Point-per-instance localization data:
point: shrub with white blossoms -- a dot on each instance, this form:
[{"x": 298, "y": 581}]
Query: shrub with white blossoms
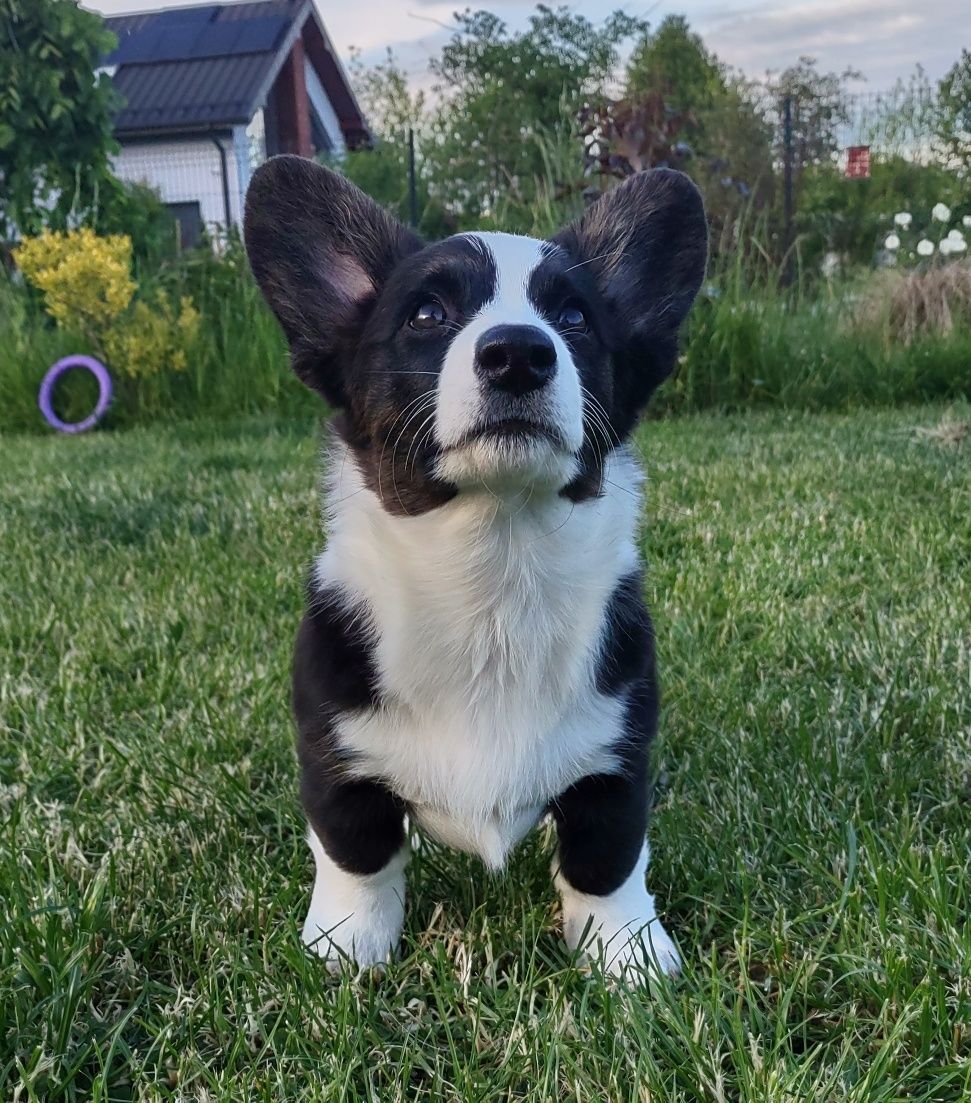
[{"x": 900, "y": 244}]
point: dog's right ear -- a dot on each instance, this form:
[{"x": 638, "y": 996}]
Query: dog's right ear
[{"x": 319, "y": 249}]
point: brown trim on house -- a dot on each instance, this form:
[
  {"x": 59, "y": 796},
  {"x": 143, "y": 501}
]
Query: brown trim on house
[{"x": 292, "y": 106}]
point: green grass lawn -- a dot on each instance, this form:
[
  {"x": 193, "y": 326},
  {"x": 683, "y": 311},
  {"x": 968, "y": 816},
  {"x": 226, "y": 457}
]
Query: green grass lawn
[{"x": 811, "y": 584}]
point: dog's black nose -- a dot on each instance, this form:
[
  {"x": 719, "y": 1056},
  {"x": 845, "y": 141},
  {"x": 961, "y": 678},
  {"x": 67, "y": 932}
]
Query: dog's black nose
[{"x": 516, "y": 359}]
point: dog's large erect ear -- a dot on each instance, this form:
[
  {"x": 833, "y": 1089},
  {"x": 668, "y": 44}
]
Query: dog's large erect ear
[
  {"x": 319, "y": 248},
  {"x": 646, "y": 243}
]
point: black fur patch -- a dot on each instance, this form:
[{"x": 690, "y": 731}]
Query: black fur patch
[
  {"x": 359, "y": 822},
  {"x": 627, "y": 648},
  {"x": 644, "y": 246},
  {"x": 601, "y": 821}
]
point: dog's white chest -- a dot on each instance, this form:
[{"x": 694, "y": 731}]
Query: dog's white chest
[{"x": 488, "y": 623}]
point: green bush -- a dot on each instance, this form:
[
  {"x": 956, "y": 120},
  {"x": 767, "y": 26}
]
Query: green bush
[{"x": 747, "y": 343}]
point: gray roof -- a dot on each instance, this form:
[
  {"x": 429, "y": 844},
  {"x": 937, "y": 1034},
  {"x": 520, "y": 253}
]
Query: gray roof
[{"x": 209, "y": 66}]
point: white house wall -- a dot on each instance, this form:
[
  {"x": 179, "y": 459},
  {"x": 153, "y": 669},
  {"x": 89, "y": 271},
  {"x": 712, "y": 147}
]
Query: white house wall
[{"x": 187, "y": 172}]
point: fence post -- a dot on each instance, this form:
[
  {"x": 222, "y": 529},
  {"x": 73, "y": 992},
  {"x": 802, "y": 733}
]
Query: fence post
[
  {"x": 787, "y": 184},
  {"x": 413, "y": 191}
]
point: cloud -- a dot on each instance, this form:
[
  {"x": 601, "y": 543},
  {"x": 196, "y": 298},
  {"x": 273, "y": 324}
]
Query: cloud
[{"x": 884, "y": 39}]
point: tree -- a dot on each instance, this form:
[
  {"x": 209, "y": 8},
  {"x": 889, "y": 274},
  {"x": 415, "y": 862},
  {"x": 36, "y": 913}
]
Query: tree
[
  {"x": 953, "y": 113},
  {"x": 724, "y": 139},
  {"x": 393, "y": 113},
  {"x": 499, "y": 146},
  {"x": 675, "y": 64},
  {"x": 55, "y": 113},
  {"x": 821, "y": 109}
]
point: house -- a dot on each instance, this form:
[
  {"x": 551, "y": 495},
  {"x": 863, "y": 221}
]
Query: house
[{"x": 210, "y": 92}]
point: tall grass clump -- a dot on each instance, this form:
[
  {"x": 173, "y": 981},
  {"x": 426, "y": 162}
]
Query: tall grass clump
[{"x": 881, "y": 339}]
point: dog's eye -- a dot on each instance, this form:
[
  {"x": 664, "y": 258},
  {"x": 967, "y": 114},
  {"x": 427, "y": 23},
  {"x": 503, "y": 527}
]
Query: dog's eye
[
  {"x": 428, "y": 316},
  {"x": 573, "y": 318}
]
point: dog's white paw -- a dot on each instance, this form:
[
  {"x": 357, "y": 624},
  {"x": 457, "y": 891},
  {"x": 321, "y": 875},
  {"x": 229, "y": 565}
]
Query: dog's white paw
[
  {"x": 642, "y": 948},
  {"x": 619, "y": 931},
  {"x": 353, "y": 919}
]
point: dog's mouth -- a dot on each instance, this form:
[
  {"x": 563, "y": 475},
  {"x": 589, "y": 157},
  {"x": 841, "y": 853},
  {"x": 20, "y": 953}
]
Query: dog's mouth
[{"x": 512, "y": 430}]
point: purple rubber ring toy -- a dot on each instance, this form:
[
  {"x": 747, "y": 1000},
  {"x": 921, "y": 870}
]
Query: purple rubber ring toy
[{"x": 46, "y": 393}]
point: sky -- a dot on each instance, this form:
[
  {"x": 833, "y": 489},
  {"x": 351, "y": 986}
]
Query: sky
[{"x": 883, "y": 39}]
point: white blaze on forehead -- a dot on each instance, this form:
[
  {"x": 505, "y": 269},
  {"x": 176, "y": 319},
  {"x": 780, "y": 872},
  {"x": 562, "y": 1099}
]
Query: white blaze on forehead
[{"x": 461, "y": 397}]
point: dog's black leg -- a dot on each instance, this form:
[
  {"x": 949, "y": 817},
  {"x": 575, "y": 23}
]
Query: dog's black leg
[
  {"x": 358, "y": 838},
  {"x": 601, "y": 865},
  {"x": 356, "y": 825}
]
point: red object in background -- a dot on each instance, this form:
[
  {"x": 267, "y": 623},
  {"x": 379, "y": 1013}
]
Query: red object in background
[{"x": 857, "y": 162}]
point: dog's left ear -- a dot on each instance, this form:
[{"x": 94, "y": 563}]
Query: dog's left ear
[
  {"x": 646, "y": 243},
  {"x": 320, "y": 250}
]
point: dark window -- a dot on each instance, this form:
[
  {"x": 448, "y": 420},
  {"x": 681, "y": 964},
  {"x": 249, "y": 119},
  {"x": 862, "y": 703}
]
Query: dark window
[{"x": 189, "y": 221}]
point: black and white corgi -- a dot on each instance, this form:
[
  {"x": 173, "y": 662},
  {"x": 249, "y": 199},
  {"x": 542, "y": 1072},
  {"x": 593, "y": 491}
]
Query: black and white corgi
[{"x": 476, "y": 651}]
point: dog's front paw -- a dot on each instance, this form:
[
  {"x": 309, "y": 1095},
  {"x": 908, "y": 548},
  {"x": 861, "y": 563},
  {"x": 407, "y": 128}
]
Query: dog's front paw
[
  {"x": 643, "y": 948},
  {"x": 362, "y": 938},
  {"x": 354, "y": 920},
  {"x": 619, "y": 944}
]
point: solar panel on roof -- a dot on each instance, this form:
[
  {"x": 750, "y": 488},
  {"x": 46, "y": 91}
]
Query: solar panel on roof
[{"x": 185, "y": 40}]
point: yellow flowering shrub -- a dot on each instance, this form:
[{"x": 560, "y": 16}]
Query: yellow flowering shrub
[
  {"x": 86, "y": 280},
  {"x": 153, "y": 338},
  {"x": 87, "y": 286}
]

§ What you will do
Reprint the entries above exactly, images removed.

§ The answer
point: shrub with white blossoms -- a dot on each instance, this form:
[{"x": 298, "y": 581}]
Query: shrub with white blossoms
[{"x": 900, "y": 244}]
point: dog's right ear -- a dot on each instance, this form:
[{"x": 638, "y": 996}]
Query: dog's right ear
[{"x": 319, "y": 249}]
point: brown trim on house -- a dot on each instance, this form:
[
  {"x": 59, "y": 796},
  {"x": 143, "y": 501}
]
Query: brown trim on house
[{"x": 292, "y": 106}]
point: green grass lawn -- a dot on each instance, this form:
[
  {"x": 193, "y": 326},
  {"x": 683, "y": 311},
  {"x": 968, "y": 816},
  {"x": 226, "y": 457}
]
Query: green grass lawn
[{"x": 811, "y": 584}]
point: dog's black nose -- a dot on each instance, this form:
[
  {"x": 719, "y": 1056},
  {"x": 845, "y": 141},
  {"x": 961, "y": 678},
  {"x": 67, "y": 932}
]
Query: dog's black nose
[{"x": 516, "y": 359}]
point: dog's large erect ear -- a dot on each instance, this form:
[
  {"x": 833, "y": 1089},
  {"x": 668, "y": 44}
]
Query: dog's large erect ear
[
  {"x": 319, "y": 248},
  {"x": 646, "y": 243}
]
point: black fur patch -- a dot on each instance, this form:
[{"x": 690, "y": 731}]
Query: black fur patch
[
  {"x": 359, "y": 822},
  {"x": 627, "y": 648},
  {"x": 644, "y": 246},
  {"x": 601, "y": 821}
]
point: dog's white chest -- a dot on each instance, this form:
[{"x": 694, "y": 731}]
Query: dog's white chest
[{"x": 488, "y": 623}]
point: green bush -- a dot on each instance, this form:
[
  {"x": 956, "y": 120},
  {"x": 767, "y": 26}
]
Query: green bush
[{"x": 747, "y": 343}]
point: gray roof -- a dot on each instance, this form:
[
  {"x": 429, "y": 844},
  {"x": 937, "y": 1034},
  {"x": 520, "y": 253}
]
Query: gray roof
[{"x": 209, "y": 66}]
point: white house wall -- a dot on each instance, this form:
[
  {"x": 179, "y": 459},
  {"x": 153, "y": 669},
  {"x": 89, "y": 271},
  {"x": 712, "y": 147}
]
Query: white house wall
[{"x": 187, "y": 172}]
point: fence post -- a dot on each instance, this form:
[
  {"x": 222, "y": 529},
  {"x": 73, "y": 992},
  {"x": 802, "y": 733}
]
Query: fence post
[
  {"x": 787, "y": 184},
  {"x": 413, "y": 191}
]
point: cloud -- a dot on each instance, this form:
[
  {"x": 601, "y": 543},
  {"x": 196, "y": 298},
  {"x": 273, "y": 324}
]
Query: cloud
[{"x": 884, "y": 39}]
point: tree -- a dot on each instance, this form:
[
  {"x": 209, "y": 8},
  {"x": 889, "y": 274},
  {"x": 415, "y": 862},
  {"x": 36, "y": 913}
]
Query: tree
[
  {"x": 953, "y": 113},
  {"x": 724, "y": 139},
  {"x": 393, "y": 113},
  {"x": 499, "y": 146},
  {"x": 675, "y": 64},
  {"x": 55, "y": 113},
  {"x": 821, "y": 109}
]
point: house -- a dot on each instance, this form:
[
  {"x": 551, "y": 495},
  {"x": 863, "y": 221}
]
Query: house
[{"x": 210, "y": 92}]
point: tall grass clump -- a dot on each instance, this form:
[
  {"x": 173, "y": 981},
  {"x": 426, "y": 162}
]
Query: tall grass clump
[{"x": 881, "y": 339}]
point: dog's eye -- a dot on each instance, this form:
[
  {"x": 664, "y": 258},
  {"x": 967, "y": 114},
  {"x": 427, "y": 23},
  {"x": 503, "y": 527}
]
Query: dog's eye
[
  {"x": 428, "y": 316},
  {"x": 573, "y": 318}
]
point: dog's white paw -- a dot on each instance, this form:
[
  {"x": 357, "y": 624},
  {"x": 457, "y": 891},
  {"x": 321, "y": 875},
  {"x": 229, "y": 565}
]
Query: dog's white paw
[
  {"x": 642, "y": 948},
  {"x": 619, "y": 931},
  {"x": 353, "y": 919}
]
point: dog's mouth -- a dot on each instance, this form:
[
  {"x": 563, "y": 475},
  {"x": 589, "y": 157},
  {"x": 841, "y": 853},
  {"x": 20, "y": 953}
]
Query: dog's mouth
[{"x": 512, "y": 430}]
point: purple rubber ring toy -- a dot on each instance, this form:
[
  {"x": 747, "y": 1000},
  {"x": 921, "y": 870}
]
Query: purple rubber ring toy
[{"x": 46, "y": 393}]
point: sky -- a dot on each instance, this form:
[
  {"x": 833, "y": 489},
  {"x": 351, "y": 986}
]
Query: sky
[{"x": 883, "y": 39}]
point: white blaze on forehead -- a dot on each instance, this form:
[
  {"x": 505, "y": 269},
  {"x": 176, "y": 319},
  {"x": 780, "y": 872},
  {"x": 562, "y": 1099}
]
Query: white blaze on forehead
[{"x": 461, "y": 397}]
point: dog's black leg -- a dot on each instance, this form:
[
  {"x": 949, "y": 817},
  {"x": 575, "y": 23}
]
Query: dog's black leg
[
  {"x": 358, "y": 838},
  {"x": 601, "y": 865},
  {"x": 356, "y": 825}
]
point: red object in background -- a dot on each instance, this form:
[
  {"x": 267, "y": 623},
  {"x": 379, "y": 1013}
]
Query: red object in background
[{"x": 857, "y": 162}]
point: dog's left ear -- a dot on each instance, this form:
[{"x": 94, "y": 563}]
Query: dog's left ear
[
  {"x": 646, "y": 243},
  {"x": 320, "y": 250}
]
point: dark window -- a dot on each instance, this form:
[
  {"x": 448, "y": 420},
  {"x": 681, "y": 964},
  {"x": 249, "y": 119},
  {"x": 862, "y": 703}
]
Query: dark window
[{"x": 189, "y": 221}]
point: black and white corgi -- a dot on each instance, this form:
[
  {"x": 173, "y": 662},
  {"x": 249, "y": 199},
  {"x": 542, "y": 1072},
  {"x": 593, "y": 491}
]
Query: black and white corgi
[{"x": 476, "y": 651}]
point: dog's front paw -- a dot on each instance, this form:
[
  {"x": 309, "y": 1095},
  {"x": 908, "y": 548},
  {"x": 861, "y": 563},
  {"x": 407, "y": 128}
]
Query: dog's front paw
[
  {"x": 643, "y": 948},
  {"x": 362, "y": 938},
  {"x": 354, "y": 920},
  {"x": 619, "y": 944}
]
point: solar panel on roof -- a dot on each instance, this form:
[
  {"x": 750, "y": 488},
  {"x": 46, "y": 91}
]
Query: solar panel on roof
[{"x": 185, "y": 40}]
point: yellow flowering shrub -- a dot on each instance, this form:
[{"x": 560, "y": 16}]
Query: yellow flowering shrub
[
  {"x": 86, "y": 280},
  {"x": 153, "y": 338},
  {"x": 87, "y": 286}
]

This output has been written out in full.